● Things to do:
1. List the kinds of linear features that the map rendering discussion says are hard to show at suitable zoom levels in remote regions.
2. Reproduce the passage of the map rendering discussion from "You touch an" to "hence your suggestion.".

-- START Document passage --

Optimising map rendering for recreational use

Hey everyone, I’m Li the founder of Mud Map. We develop recreational navigation apps and have been experimenting with OSM data for a while now.

One of the challenges is in rendering a useful map for recreational use is displaying roads, tracks, trails and to some degree water lines at appropriate zoom levels in more remote regions where the density is lower compared with urban regions.

In our opinion, most map service online services or offline vector engine experience the same issue. Here are some illustrations of the issue, by comparing Google / OSM / Raster map of the same region:

Google

OSM

Raster map

As you can clearly see, at that zoom level, there’s no detail on either OSM or Google maps, where as the raster map is useful. Yes, you can zoom in on Google or OSM, but with a smaller viewing porting, orientation is more difficult and you loose that nice overview which is very handy for trip planning purposes.

By using a tag specific for rendering purposes, this issue can be overcome. Rendering engines can take advantage of these tags to “optimise” for various regions.

The tags are fairly self explanatory. By tagging a road with render_as:trunk, this feature can be rendered at the same zoom level as a trunk road. Each class of road will have it’s own tag so if a highway:teritery should be rendered at the same zoom level as a primary, then tag render_as:tertiary.

Before a proposal is submitted, can anyone think of downsides to this approach?

You touch an interesting topic here. Traditional maps tend to be highly useful for their intended audience, despite being limited to a single resolution. As I see it, this has less to do with the fact that they are raster maps. Instead, the distinction is that of automated cartography, where a computer program converts a collection of facts into a map, versus manual cartography, where a human performs this task using knowledge and making decisions that are hard to automate.

It’s of course possible to do manual cartography based on OSM: Just take OSM data as a starting point, place a human designer in front of it, and have them optimise the map based on the facts from OSM. But it is clear that you are trying to combine advantages of automated cartography (such as easy updates and crowdsourcing) with the results expected from well-designed maps - hence your suggestion.

I would like to point out that your suggestion is very different from what we usually do in OSM today. The OSM database is mostly application-agnostic. It isn’t intended to be optimised for a particular program or render style, but instead mostly limited to factual information. Unlike that existing data, the tags you suggest aren’t facts, but instead represent design decisions. These cannot reasonably be made without a specific use case in mind, which is problematic in a database that tries to be neutral with regards to potential uses. We are also somewhat cautious when it comes to subjective decisions as there is no single designer who has the authority to make that decision and conflicts of opinions are hard to resolve when it comes to subjective decisions - our “on the ground” rule doesn’t work for that. In the past, we have avoided ratings or personal route recommendations for similar reasons.

-- END Document passage --
-- START Data section --

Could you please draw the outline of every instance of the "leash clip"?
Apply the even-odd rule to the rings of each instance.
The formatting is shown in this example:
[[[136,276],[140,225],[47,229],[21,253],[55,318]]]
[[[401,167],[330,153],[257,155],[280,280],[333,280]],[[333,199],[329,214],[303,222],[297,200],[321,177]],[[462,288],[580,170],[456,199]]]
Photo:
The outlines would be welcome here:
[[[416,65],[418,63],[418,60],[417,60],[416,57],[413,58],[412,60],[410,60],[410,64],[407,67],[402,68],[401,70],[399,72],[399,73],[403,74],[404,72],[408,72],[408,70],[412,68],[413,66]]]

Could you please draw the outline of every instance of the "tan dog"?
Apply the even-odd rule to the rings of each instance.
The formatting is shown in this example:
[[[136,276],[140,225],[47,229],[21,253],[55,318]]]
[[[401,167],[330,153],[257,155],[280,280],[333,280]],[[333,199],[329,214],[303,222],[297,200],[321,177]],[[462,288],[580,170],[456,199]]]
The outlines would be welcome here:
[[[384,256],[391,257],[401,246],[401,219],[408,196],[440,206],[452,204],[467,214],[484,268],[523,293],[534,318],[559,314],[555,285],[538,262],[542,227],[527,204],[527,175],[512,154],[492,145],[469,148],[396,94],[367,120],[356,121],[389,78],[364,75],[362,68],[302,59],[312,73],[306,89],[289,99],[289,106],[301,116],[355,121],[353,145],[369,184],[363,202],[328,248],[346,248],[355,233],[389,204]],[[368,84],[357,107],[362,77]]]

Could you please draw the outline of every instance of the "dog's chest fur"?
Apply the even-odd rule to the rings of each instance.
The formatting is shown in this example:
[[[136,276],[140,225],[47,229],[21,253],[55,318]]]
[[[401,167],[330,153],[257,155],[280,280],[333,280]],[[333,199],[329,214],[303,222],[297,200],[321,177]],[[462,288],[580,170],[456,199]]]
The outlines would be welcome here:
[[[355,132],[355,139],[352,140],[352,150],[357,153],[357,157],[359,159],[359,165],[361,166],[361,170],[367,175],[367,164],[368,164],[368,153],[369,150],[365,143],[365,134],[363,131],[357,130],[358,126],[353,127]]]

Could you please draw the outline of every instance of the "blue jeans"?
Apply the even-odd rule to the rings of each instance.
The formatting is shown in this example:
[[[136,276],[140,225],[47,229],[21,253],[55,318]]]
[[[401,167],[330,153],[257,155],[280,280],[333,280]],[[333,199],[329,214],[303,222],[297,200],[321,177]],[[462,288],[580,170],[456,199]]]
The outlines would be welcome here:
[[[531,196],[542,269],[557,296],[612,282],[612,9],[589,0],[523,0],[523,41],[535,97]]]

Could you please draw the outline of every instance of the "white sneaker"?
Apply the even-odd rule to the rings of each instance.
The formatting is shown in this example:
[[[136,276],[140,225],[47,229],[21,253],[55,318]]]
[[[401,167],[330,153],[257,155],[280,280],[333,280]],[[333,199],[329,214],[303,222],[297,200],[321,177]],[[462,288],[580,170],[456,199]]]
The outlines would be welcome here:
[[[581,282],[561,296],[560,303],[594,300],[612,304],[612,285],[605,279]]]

-- END Data section --

● Correct answers:
1. roads, tracks, trails, water lines

2.
You touch an interesting topic here. Traditional maps tend to be highly useful for their intended audience, despite being limited to a single resolution. As I see it, this has less to do with the fact that they are raster maps. Instead, the distinction is that of automated cartography, where a computer program converts a collection of facts into a map, versus manual cartography, where a human performs this task using knowledge and making decisions that are hard to automate.

It’s of course possible to do manual cartography based on OSM: Just take OSM data as a starting point, place a human designer in front of it, and have them optimise the map based on the facts from OSM. But it is clear that you are trying to combine advantages of automated cartography (such as easy updates and crowdsourcing) with the results expected from well-designed maps - hence your suggestion.